*Given exercise:* Extract each line of the items below that contains the word "ceiling", and copy those lines in full. Case counts.

* Start *

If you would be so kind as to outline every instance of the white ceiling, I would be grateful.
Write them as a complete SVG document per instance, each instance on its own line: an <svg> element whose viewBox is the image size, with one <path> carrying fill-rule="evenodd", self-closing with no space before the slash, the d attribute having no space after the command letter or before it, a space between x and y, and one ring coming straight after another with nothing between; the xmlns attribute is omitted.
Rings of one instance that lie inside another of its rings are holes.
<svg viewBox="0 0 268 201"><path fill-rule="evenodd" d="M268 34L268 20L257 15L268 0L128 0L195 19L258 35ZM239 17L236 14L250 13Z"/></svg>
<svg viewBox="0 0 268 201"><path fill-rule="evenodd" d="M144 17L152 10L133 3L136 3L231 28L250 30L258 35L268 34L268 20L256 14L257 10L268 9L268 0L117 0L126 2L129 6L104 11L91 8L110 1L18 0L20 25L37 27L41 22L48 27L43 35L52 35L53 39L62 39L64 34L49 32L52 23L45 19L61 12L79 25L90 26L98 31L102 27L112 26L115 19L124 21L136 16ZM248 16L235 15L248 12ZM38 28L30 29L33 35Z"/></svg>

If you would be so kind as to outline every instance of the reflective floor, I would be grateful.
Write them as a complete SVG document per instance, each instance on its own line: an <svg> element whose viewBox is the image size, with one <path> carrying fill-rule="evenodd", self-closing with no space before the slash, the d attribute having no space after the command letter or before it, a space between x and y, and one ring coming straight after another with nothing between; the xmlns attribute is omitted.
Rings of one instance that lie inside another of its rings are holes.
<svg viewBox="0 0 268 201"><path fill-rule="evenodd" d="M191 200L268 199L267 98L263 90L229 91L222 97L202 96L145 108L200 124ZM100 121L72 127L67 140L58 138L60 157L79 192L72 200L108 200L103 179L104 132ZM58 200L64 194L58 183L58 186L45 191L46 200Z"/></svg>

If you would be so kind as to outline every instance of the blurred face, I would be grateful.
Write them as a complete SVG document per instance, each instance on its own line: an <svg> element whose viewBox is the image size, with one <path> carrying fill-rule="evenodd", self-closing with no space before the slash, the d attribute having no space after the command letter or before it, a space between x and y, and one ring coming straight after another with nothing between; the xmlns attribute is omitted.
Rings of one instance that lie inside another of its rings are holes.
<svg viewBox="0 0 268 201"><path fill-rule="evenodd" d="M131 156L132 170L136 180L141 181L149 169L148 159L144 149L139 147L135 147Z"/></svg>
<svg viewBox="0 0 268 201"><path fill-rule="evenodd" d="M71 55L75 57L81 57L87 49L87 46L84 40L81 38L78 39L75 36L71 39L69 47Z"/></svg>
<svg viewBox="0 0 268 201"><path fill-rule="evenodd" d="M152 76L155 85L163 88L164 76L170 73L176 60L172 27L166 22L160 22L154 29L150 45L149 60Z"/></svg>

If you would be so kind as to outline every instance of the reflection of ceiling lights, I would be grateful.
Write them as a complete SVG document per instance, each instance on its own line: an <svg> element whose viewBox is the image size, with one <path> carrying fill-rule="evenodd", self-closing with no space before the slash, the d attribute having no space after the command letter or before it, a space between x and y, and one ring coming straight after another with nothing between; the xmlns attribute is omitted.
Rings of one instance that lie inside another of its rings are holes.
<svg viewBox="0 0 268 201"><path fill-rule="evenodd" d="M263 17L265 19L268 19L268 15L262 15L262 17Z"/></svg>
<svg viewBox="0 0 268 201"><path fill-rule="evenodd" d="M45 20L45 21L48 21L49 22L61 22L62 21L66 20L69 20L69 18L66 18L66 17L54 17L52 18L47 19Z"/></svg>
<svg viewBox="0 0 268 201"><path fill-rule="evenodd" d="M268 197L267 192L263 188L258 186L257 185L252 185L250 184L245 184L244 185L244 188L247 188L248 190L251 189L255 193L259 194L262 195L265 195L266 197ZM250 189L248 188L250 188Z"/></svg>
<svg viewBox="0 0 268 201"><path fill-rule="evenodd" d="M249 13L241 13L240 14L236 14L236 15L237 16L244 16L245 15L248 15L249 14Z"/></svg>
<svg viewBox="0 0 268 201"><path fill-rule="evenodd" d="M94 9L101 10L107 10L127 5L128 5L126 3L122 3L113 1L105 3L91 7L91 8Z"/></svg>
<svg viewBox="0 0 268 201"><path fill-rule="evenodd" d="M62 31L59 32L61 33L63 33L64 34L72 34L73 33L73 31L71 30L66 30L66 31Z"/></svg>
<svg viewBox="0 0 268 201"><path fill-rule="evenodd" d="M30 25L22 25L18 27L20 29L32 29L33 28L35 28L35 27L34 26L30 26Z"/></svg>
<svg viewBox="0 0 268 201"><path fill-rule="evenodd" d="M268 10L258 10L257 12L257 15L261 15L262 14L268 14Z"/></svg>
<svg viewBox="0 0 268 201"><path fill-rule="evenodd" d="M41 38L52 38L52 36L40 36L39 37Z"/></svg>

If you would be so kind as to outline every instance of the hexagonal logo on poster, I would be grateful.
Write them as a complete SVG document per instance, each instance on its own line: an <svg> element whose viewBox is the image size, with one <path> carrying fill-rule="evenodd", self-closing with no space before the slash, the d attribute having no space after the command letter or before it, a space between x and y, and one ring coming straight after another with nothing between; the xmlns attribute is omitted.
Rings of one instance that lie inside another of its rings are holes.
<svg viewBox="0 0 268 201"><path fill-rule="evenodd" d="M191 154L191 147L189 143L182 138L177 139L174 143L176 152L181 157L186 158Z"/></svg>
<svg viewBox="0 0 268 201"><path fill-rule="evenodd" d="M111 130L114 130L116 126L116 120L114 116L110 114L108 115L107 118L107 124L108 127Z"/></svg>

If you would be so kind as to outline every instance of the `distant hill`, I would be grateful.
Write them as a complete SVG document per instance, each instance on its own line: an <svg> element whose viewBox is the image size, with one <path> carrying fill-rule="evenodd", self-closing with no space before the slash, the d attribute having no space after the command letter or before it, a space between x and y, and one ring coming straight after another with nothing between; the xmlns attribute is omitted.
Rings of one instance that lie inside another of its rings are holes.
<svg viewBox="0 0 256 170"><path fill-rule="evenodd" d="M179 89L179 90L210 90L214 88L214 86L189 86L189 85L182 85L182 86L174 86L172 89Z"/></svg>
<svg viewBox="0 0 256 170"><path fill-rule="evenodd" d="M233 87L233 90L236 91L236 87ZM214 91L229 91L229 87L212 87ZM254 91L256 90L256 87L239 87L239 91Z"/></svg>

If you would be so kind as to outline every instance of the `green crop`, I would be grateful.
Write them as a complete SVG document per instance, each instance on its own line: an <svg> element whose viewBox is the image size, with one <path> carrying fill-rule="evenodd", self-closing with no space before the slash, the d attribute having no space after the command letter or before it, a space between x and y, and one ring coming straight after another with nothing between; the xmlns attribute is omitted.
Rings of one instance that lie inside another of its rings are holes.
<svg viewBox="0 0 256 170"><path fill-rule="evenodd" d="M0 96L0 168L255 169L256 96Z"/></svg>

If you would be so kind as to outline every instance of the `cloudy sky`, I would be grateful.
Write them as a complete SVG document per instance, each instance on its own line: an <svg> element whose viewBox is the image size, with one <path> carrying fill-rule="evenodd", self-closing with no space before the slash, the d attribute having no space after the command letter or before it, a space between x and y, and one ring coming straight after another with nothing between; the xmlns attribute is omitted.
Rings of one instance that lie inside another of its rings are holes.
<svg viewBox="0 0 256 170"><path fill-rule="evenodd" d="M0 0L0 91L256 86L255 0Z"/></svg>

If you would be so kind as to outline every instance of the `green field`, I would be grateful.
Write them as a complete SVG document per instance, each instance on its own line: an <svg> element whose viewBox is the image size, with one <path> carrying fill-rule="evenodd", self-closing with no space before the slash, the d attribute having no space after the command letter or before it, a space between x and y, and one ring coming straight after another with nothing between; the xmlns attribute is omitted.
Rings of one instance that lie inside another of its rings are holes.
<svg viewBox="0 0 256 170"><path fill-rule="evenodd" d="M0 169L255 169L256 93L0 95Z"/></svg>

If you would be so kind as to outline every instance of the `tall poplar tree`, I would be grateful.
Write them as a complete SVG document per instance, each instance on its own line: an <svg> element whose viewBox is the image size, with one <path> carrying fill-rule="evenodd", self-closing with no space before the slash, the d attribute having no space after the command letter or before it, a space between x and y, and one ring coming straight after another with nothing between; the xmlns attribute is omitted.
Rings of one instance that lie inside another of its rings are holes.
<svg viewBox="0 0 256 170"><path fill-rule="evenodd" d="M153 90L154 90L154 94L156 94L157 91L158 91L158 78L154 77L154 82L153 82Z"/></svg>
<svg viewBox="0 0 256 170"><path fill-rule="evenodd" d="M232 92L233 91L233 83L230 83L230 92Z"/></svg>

* End *

*Completed exercise:*
If you would be so kind as to outline every instance of the white ceiling, I would be grateful.
If you would be so kind as to outline every instance of the reflection of ceiling lights, I would be grateful.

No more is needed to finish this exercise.